_Required actions_
1. Read the news passage on Merkel and May below. Do these statements agree with it? Answer yes or no for each and quote the deciding words. (a) Merkel said lower oil prices were partly to blame for the German trade surplus. (b) After Merkel's comment, the Euro weakened against the Dollar. (c) UK election campaigning was suspended after the attack in Manchester.
2. According to the news passage on Merkel and May below, by how much did Theresa May's lead drop in the polls released at the weekend?
3. Extend the news passage on Merkel and May below, picking up after its final sentence.

_Passage shown_
++++++++++
Yesterday, German Chancellor, Angela Merkel, blamed the ‘weak’ Euro on the German trade surplus, blaming it partly on the European Central Bank monetary policy. The weakness in the Euro has led to German products being cheaper resulting in them selling more. After the comment was made, a small strengthen in Euro was seen, pushing Euro/Dollar over the key psychological level. Exceeding this key limit could be an indication of a continuing up trend. Merkel also mentioned how the lower oil prices were to partly blame for this surplus too as it has reduced the cost of importing. This could put pressure on the ECB to tighten their stance on interest rates this year.
Back in the UK, Theresa May faced a disappointing result in the polls released at the weekend, with her lead dropping by half due to a few unpopular policies. May has U-turned on the plan for one of the most controversial policies. Speaking yesterday at both a conference in Wales and in a televised interview with BBC1, she mentioned there would be an ‘absolute limit’ on how much the elderly would contribute towards their care. After the attack in Manchester yesterday evening, the election campaigning has been suspended until further notice.
++++++++++
_Record extracts_
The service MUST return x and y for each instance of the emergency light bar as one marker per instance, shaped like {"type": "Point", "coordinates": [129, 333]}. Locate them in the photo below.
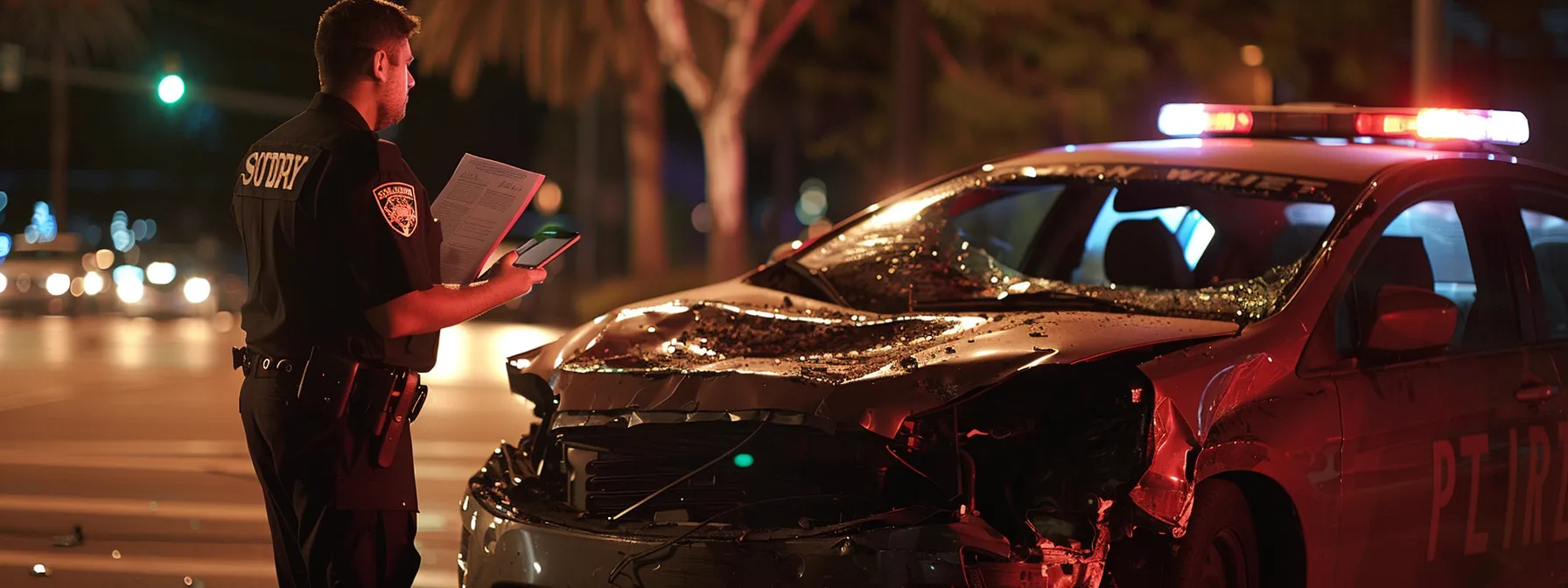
{"type": "Point", "coordinates": [1431, 124]}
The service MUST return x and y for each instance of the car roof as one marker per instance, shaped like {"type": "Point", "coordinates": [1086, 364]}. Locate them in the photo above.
{"type": "Point", "coordinates": [1344, 162]}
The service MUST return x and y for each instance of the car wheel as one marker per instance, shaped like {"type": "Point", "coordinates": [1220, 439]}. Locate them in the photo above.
{"type": "Point", "coordinates": [1221, 548]}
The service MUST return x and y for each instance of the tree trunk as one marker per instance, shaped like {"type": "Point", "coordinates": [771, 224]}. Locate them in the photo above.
{"type": "Point", "coordinates": [59, 132]}
{"type": "Point", "coordinates": [645, 150]}
{"type": "Point", "coordinates": [906, 96]}
{"type": "Point", "coordinates": [724, 156]}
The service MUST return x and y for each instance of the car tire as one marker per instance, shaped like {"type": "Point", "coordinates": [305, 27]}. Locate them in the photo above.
{"type": "Point", "coordinates": [1221, 548]}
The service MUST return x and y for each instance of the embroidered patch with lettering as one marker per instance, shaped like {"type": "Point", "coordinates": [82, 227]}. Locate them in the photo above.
{"type": "Point", "coordinates": [399, 206]}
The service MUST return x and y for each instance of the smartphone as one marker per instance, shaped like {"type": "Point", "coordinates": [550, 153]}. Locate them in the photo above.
{"type": "Point", "coordinates": [544, 247]}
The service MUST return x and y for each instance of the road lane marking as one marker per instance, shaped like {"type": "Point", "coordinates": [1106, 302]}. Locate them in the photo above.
{"type": "Point", "coordinates": [229, 512]}
{"type": "Point", "coordinates": [179, 566]}
{"type": "Point", "coordinates": [129, 507]}
{"type": "Point", "coordinates": [43, 396]}
{"type": "Point", "coordinates": [471, 451]}
{"type": "Point", "coordinates": [424, 469]}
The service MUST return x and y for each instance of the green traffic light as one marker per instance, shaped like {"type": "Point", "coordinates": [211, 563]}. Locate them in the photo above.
{"type": "Point", "coordinates": [172, 88]}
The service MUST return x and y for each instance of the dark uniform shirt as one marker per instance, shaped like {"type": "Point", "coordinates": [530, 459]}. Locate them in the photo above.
{"type": "Point", "coordinates": [332, 223]}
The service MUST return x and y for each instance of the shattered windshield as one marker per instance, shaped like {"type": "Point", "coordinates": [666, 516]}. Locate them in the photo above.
{"type": "Point", "coordinates": [1197, 247]}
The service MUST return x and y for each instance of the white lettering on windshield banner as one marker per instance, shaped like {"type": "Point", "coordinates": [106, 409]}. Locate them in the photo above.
{"type": "Point", "coordinates": [1223, 178]}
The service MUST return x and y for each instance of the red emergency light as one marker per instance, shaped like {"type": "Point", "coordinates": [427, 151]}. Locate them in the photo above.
{"type": "Point", "coordinates": [1334, 121]}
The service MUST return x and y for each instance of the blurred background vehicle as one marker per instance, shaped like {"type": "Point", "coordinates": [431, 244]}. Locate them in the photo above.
{"type": "Point", "coordinates": [176, 281]}
{"type": "Point", "coordinates": [49, 276]}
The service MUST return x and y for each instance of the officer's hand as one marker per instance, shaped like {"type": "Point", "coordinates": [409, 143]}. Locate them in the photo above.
{"type": "Point", "coordinates": [514, 276]}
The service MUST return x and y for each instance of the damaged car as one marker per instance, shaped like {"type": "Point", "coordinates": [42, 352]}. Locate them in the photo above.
{"type": "Point", "coordinates": [1236, 358]}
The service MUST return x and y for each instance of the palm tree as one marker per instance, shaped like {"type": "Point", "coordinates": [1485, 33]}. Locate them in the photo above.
{"type": "Point", "coordinates": [71, 32]}
{"type": "Point", "coordinates": [566, 51]}
{"type": "Point", "coordinates": [716, 79]}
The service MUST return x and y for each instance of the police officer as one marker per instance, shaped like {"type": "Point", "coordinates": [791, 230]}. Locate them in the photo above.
{"type": "Point", "coordinates": [344, 309]}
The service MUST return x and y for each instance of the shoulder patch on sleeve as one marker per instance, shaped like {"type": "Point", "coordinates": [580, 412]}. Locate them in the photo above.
{"type": "Point", "coordinates": [399, 206]}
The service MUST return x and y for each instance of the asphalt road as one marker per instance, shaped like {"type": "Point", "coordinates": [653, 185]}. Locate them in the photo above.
{"type": "Point", "coordinates": [129, 429]}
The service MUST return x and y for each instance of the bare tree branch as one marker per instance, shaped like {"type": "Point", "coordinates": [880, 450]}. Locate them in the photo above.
{"type": "Point", "coordinates": [776, 39]}
{"type": "Point", "coordinates": [675, 49]}
{"type": "Point", "coordinates": [734, 80]}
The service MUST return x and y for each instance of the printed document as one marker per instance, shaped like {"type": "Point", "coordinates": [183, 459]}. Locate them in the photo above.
{"type": "Point", "coordinates": [475, 209]}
++++++++++
_Outputs by task_
1.
(a) Yes: "Merkel also mentioned how the lower oil prices were to partly blame for this surplus too"
(b) No: "After the comment was made, a small strengthen in Euro was seen"
(c) Yes: "After the attack in Manchester yesterday evening, the election campaigning has been suspended until further notice."

2. Her lead dropped by half.

3.
Today, the Eurozone will be releasing the Flash Manufacturing and Services PMIs as well as the German Ifo Business climate. The Flash PMIs are the first of two versions of this figure to be released, so are likely to influence the market. Also, two of the largest countries of the Eurozone; France and Germany will be releasing their individual figures for the PMIs.
In the UK, we will have the inflation report hearing tomorrow morning where the BOE and MPC will testify the inflation and economic outlook before the Parliament’s Treasury Committee. During this meeting, volatility can often be expected.